▶ [Quoted passage]
......

For directions for modifying the voice see:

http://www.research.att.com/~ttsweb/tts/faq.php#WebMarkup

If desired, the .wav file can be converted to a .mp3 file using a variety of free programs. I use
Audacity (Windows/Mac/Linux)(Free) which can be obtained at:

http://audacity.sourceforge.net/

Audacity is full of special sound editing features that I use for tweaking sounds for my Custom POIs; such as precise clipping of the sound wave; volume, speed, pitch, temp adjustments, fade in/out, attaching silence before and after the wave.


FORUMS

Forums (Newsgroups, Bulletin Boards) can be an excellent way for seeking information and help as well as helping others. They are normally readily available and free. They may be monitored or un-monitored. On some, especially the long running USENET (but also others) you might find objectionable spam, flame wars, trolling, pie fights, heated discussions, insults, miss-information, etc. You may find people who 'seem to live on a particular board' answering questions too quickly, without thinking their answers through, and dispensing incorrect information (hopefully not on purpose.) Some use forums as their 'social networks.' So the general warning is -- you must be on-guard.

HOWEVER - I have found that on the various GPS Forums there is little of the negatives I mentioned above and that most are very very helpful. If an incorrect response is offered, someone will make a correction or may present an alternate technique. Although none of the following are 'monitored before posting' boards, most have an excellent history of making corrections and not permitting inappropriate postings. I have learned much from these Forums and I highly recommend you use them, and others you may find, to your benefit. [Your suggestions for additions to my listing are encouraged.]


POI Factory

One of the better Forum (discussion) groups. Intelligent information, monitored, vast, void of negative forum aspects.

http://www.poi-factory.com/ (discussion tab)

suggest areas:

  • Garmin Talk
  • Creating POI Files
  • POI Projects


GpsPasSion WEB site

Custom POI Collections (Forum)

......

▶ [List of tasks]
a: List every web address given in the GPS tips passage.
b: Carry on writing the GPS tips passage from its last line.
The lines after this point were taken from a separate source.

......

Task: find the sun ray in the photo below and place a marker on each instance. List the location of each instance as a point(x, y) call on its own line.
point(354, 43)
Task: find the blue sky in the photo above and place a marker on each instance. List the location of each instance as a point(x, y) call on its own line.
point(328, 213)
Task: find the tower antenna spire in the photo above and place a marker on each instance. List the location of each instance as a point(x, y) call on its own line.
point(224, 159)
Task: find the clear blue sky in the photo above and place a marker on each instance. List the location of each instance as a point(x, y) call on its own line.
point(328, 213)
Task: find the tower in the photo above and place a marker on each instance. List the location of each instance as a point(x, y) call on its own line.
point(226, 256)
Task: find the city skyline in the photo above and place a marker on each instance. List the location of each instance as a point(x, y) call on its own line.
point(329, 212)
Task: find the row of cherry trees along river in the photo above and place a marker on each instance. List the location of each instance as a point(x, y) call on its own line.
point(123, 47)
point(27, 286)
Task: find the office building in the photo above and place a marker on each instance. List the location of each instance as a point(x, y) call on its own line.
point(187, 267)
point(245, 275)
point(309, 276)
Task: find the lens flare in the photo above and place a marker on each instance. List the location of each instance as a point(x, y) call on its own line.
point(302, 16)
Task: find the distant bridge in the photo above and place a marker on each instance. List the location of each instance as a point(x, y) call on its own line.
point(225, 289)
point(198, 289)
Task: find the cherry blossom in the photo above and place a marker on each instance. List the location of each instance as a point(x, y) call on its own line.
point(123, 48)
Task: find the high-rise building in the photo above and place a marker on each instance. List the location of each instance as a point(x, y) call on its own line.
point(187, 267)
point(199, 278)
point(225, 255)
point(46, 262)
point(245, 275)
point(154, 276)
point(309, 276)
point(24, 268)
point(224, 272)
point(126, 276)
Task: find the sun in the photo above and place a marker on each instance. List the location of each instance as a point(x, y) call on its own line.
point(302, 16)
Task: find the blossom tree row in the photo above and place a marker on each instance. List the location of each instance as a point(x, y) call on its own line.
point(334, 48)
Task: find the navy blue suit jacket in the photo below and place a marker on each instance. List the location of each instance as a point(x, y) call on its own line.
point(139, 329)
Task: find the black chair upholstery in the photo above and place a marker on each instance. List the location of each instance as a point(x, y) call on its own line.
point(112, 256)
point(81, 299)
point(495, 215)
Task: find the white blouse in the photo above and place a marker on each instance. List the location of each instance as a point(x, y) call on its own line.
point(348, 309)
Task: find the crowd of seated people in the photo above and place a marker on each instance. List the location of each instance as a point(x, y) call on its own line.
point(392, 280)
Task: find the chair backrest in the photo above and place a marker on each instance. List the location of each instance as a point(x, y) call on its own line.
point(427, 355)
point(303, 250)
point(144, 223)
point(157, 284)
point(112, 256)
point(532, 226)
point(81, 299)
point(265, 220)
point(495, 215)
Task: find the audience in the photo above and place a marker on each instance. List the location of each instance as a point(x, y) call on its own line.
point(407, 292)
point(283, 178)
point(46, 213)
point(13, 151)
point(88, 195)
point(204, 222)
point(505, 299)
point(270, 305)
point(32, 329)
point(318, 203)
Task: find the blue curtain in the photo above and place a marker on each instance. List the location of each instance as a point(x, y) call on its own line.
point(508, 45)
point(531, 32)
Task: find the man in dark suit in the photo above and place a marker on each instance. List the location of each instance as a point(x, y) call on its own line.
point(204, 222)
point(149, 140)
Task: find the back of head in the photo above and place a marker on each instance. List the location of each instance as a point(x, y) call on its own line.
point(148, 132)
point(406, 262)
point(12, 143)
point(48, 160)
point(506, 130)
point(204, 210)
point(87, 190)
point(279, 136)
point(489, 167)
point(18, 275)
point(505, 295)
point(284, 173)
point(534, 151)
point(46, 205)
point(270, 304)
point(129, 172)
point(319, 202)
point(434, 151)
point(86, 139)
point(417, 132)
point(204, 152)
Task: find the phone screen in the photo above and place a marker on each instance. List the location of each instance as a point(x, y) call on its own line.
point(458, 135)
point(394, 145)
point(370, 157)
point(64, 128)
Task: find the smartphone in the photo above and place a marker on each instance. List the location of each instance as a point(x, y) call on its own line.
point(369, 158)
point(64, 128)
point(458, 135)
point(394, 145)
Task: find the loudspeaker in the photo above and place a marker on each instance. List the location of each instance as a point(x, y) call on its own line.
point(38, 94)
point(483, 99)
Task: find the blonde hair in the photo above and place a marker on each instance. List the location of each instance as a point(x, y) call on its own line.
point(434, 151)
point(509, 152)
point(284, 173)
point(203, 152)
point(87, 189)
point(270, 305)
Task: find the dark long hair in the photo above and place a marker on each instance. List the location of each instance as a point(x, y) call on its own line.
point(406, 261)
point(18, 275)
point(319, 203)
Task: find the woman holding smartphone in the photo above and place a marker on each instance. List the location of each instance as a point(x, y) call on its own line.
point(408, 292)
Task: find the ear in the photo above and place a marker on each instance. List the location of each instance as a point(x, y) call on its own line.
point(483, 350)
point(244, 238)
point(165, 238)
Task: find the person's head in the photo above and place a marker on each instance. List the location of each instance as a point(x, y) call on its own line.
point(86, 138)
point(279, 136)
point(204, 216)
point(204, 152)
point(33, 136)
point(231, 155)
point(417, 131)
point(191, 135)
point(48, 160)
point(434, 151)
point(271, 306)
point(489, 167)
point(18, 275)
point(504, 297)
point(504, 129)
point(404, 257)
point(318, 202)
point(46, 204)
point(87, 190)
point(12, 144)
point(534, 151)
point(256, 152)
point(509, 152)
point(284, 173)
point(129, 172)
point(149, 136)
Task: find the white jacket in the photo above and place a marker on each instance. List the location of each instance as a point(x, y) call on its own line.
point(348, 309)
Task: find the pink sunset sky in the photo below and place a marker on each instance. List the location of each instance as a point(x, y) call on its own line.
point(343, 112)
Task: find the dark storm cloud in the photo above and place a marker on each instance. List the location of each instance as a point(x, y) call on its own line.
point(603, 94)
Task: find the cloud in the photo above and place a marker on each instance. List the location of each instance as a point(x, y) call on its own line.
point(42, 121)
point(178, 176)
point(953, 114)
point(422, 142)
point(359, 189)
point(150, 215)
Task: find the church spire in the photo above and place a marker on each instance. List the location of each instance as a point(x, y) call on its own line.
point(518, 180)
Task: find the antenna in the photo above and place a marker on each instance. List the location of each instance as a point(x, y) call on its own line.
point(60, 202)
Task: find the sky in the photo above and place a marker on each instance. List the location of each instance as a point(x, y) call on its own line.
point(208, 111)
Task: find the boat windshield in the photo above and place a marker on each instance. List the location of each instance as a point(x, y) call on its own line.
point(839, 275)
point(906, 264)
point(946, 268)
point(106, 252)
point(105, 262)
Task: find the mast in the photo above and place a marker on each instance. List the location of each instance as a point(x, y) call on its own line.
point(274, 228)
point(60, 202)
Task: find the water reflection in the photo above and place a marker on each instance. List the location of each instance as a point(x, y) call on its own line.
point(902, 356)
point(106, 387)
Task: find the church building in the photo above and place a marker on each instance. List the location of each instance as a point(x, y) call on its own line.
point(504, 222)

......

▶ [Answers per task]
a:
- http://www.research.att.com/~ttsweb/tts/faq.php#WebMarkup
- http://audacity.sourceforge.net/
- http://www.poi-factory.com/

b:
http://www.gpspassion.com/forumsen/forum.asp?FORUM_ID=170

Questions and Answers (Forum)
http://www.gpspassion.com/forumsen/forum.asp?FORUM_ID=169



Yahoo.com

Groups (Forums) suggest:

  • Garmin_Nuvi_750_760_780_GPS
  • nuvi250
  • Garmin_nuvi_Exchange
  • garminnuvi660

(membership (free) and you may be required to 'Join' certain groups)

http://groups.yahoo.com/



USENET

Access obtained from your ISP
Can also be obtained from
http://www.google.com/
(select More > Groups)
Suggest:

  • alt.satellite.gps.garmin
  • alt.satellite.gps


Any contributions to this listing are welcomed. Just send your inputs to
Gary Hayman. I am mostly interested in nüvi related items.








DON'T MAKE A .WAV
- Now nüvi Series 200 Can Have Music, Sound & Voice Alerts

ALERT: REVISION October 2009

This early article has been revised several times as changes with POI Loader and new versions of 'sox.exe' have been establilshed. Some of the new versions of 'sox.exe' will NOT work as we would want, so we are currently recommending the use of the older version 14.0.1.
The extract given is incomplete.